Data entries
• • • • •

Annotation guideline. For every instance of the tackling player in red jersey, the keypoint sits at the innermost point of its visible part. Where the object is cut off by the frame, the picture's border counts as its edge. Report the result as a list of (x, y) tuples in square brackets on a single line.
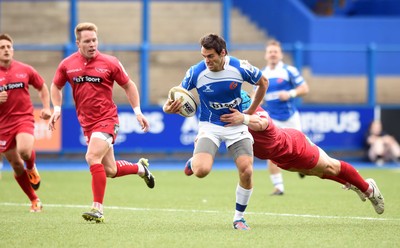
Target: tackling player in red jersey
[(16, 118), (91, 75), (291, 150)]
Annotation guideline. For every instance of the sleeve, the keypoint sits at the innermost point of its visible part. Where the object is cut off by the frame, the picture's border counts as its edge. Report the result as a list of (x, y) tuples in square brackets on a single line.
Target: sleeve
[(295, 76), (119, 73), (250, 73), (35, 79)]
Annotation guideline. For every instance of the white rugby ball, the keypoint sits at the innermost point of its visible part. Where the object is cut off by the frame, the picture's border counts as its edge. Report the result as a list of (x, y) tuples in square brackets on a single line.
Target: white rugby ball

• • • • •

*Requirement:* Give the number of lines in the entries above that include the word "point", and nothing more.

*Exercise answer:* 3